_Text provided:_
* Start *

I'm most definitely no one to be bowed down to, just a guy who was fortunate to be in the right places at the right times. I'm Ron to everyone and definitely NEVER Sir. Again, ask me anything about the electrical and automation aspects of either the German or British productions. I've only peripheral knowledge of the scenic projection and I MOST DEFINITELY had nothing to do with creating any of the slides themselves. For the era, having 54 projectors configured as 18 stacks of 3 rear projecting onto one large RP screen as anything from 1 large, to 18 small, images was pretty impressive and, when dissolving through slides at its maximum rate, practically capable of motion. From memory, I believe the Frankfurt production was accomplished with RP lenses that were standard products but I believe the producers had Zeiss create 54 custom short throw lenses with keystone correction to work within the even tighter throw distances of the London production in your Shaftesbury. I met a lot of really skilled British stage hands doing "Tommy". One thing I still remember that surprised me when we got to England: In North America we're used to having 3 phase stage dimmer racks housing dimmers of all three phases within a single rack. I was totally surprised to find the Shaftesbury's dimmers were segregated by phase with one rack / phase powering all FOH circuits, another supplying all stage floor level circuits and the last rack supplying all flown circuits with the goal being to minimize the possibilities of phase to phase shocks. When we showed up wanting dimmers of all three phases in each of our six, automated, floor tracks the British production electrician was taken totally aback. He also wasn't familiar with the concept of using dual redundant incandescent dummy loads on dimmers driving transformer coupled loads and / neon. Basically London was an excellent experience after dealing with TUV for Frankfurt.

* End *

_Records provided:_
* Start *

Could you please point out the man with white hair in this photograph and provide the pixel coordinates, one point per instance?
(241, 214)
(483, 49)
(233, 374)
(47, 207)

* End *

_Jobs:_
- a) According to the post about the productions, which groups of circuits did the Shaftesbury's phase-segregated dimmer racks each supply?
- b) Format the records as a JSON list of strings, one string per line, with blank lines left out.
The post and the records have no connection to each other.

_Answers to the exercises:_
- a)
- All FOH circuits
- All stage floor level circuits
- All flown circuits

- b)
[
  "Could you please point out the man with white hair in this photograph and provide the pixel coordinates, one point per instance?",
  "(241, 214)",
  "(483, 49)",
  "(233, 374)",
  "(47, 207)"
]